» **Exercise prompt**: From the data, return each line holding the word "below".

» **Dataset records**:
□ □ □ □ □ □ □
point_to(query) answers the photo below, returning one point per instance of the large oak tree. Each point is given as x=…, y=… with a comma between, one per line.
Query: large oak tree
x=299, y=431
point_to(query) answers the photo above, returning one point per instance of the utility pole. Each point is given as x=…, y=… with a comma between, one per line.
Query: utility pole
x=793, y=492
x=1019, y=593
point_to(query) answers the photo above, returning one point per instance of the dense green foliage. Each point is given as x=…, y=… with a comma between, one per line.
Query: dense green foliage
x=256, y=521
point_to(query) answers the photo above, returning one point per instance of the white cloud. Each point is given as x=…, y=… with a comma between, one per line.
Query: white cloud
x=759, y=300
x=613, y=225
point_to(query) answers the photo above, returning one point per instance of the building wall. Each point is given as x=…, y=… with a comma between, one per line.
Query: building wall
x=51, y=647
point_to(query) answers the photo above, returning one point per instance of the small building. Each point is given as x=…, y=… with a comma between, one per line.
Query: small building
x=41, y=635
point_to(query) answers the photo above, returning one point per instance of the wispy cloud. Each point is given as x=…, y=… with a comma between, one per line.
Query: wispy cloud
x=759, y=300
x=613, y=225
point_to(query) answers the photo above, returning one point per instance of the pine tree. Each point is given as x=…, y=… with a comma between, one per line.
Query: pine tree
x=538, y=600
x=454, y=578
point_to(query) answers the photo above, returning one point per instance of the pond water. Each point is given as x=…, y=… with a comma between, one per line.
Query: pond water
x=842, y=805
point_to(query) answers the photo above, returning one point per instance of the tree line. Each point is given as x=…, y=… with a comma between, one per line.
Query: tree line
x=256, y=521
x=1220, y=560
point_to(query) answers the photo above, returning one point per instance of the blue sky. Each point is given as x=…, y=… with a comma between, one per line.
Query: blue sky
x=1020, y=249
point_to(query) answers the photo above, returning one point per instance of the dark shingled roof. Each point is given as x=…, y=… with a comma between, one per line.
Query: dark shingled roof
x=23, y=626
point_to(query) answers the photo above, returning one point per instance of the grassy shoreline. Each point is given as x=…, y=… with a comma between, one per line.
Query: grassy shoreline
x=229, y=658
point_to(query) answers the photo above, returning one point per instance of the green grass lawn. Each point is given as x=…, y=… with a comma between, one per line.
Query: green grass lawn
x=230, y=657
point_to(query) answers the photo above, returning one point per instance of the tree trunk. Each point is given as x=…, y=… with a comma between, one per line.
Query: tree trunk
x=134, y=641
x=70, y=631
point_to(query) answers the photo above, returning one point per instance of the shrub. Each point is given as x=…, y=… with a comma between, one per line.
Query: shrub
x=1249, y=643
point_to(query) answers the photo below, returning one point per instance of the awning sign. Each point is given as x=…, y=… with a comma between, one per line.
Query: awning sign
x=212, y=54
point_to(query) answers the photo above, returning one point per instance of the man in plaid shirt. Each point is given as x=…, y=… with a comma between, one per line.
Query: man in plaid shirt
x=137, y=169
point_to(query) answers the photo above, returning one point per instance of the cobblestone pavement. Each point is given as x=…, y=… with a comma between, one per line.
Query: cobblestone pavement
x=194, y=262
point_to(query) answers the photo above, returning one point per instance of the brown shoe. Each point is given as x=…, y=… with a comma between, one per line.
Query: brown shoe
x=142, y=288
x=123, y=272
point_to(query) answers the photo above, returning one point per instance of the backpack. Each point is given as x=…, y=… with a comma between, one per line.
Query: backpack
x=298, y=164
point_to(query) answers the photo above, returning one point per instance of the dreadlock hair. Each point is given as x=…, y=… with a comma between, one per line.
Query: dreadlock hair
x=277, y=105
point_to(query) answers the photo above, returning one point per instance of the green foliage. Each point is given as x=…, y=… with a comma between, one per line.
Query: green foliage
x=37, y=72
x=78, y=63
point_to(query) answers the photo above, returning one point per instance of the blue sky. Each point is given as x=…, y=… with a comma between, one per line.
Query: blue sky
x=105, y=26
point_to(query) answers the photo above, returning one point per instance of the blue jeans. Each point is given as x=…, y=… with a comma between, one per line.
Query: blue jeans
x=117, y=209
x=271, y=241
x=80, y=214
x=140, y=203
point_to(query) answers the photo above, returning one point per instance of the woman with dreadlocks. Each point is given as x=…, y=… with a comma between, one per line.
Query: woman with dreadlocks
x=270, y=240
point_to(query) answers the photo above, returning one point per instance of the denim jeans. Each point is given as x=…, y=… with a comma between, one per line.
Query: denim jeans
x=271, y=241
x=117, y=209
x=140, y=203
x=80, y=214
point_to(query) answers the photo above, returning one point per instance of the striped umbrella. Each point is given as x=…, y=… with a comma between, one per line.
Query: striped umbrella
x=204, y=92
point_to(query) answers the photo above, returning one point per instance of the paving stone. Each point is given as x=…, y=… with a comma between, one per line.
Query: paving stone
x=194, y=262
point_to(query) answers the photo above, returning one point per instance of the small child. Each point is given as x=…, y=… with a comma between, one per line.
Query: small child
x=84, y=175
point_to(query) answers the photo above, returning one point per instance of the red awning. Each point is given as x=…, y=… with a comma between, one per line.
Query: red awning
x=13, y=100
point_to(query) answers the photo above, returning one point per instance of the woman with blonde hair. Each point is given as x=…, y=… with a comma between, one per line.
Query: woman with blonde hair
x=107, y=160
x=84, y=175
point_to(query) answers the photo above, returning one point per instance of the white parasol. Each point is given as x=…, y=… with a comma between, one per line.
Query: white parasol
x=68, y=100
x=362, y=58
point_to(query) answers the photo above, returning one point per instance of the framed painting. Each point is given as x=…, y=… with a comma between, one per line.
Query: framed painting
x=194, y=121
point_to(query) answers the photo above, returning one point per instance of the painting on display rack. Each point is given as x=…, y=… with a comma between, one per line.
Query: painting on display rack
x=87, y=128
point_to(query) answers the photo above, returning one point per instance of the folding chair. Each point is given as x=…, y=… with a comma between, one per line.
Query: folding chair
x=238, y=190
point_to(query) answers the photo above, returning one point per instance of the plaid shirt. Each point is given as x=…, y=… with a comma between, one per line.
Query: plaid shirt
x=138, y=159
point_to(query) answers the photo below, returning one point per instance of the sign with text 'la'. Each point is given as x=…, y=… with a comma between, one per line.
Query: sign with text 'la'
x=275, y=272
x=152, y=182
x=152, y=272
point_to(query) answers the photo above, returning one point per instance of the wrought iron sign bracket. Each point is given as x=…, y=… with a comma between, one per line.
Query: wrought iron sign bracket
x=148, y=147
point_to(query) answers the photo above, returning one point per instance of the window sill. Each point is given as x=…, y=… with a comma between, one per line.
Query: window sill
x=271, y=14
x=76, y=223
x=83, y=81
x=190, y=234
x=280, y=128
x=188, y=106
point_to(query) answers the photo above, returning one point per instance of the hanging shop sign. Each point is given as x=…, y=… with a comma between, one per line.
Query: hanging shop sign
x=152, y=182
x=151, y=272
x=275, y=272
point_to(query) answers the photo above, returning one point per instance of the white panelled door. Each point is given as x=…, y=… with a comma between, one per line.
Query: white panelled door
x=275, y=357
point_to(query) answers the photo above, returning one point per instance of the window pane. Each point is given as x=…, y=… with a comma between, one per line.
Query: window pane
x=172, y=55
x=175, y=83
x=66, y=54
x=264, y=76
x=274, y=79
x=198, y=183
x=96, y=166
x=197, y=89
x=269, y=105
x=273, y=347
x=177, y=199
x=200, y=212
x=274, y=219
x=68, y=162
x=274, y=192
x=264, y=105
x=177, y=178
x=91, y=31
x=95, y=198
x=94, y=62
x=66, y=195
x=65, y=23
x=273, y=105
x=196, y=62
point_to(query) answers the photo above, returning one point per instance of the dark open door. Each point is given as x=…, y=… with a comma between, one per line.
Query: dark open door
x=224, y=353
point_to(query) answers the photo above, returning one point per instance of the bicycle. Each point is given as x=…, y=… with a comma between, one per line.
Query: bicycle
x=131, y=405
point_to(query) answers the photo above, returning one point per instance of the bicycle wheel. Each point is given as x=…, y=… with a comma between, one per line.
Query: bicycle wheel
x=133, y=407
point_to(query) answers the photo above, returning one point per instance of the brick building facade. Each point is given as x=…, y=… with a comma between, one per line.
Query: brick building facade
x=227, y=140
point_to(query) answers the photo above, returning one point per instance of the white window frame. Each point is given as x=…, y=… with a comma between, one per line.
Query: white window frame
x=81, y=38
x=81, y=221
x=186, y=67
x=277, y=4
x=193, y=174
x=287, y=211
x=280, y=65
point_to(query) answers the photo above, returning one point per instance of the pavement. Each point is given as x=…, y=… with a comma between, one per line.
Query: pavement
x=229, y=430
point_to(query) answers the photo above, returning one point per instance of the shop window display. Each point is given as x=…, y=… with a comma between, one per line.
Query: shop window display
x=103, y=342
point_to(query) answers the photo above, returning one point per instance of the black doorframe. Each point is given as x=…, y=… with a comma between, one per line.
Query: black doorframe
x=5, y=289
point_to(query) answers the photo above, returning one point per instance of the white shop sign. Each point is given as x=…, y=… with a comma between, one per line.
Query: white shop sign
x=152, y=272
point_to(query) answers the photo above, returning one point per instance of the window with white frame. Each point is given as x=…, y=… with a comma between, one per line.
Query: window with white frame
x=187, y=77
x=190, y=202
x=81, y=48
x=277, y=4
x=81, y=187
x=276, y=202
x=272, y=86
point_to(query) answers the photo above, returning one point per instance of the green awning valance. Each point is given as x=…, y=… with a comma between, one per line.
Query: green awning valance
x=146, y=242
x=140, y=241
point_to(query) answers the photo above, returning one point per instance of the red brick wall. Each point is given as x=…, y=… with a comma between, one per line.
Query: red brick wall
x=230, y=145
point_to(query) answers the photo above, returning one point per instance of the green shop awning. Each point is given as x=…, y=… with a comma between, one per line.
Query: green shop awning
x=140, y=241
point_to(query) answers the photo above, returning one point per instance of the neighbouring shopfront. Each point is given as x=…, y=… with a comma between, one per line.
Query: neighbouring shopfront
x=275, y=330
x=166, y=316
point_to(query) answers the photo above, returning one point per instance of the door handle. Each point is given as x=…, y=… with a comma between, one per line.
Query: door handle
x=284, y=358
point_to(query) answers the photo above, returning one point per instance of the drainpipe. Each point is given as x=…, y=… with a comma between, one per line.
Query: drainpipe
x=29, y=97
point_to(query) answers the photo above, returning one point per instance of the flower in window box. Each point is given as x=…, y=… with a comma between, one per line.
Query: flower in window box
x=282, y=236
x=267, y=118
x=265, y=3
□ □ □ □ □ □ □
» **Your solution**:
point_to(query) answers the photo below, returning one point per instance of the large oak tree. Each point is given as x=…, y=… with a comma between, one per line.
point_to(query) answers the photo below, returning one point per instance of the awning sign. Each point is given as x=…, y=… with a comma between, one per line.
point_to(query) answers the photo below, returning one point per instance of the sign with text 'la'. Each point is given as x=…, y=… with a comma between, one per line.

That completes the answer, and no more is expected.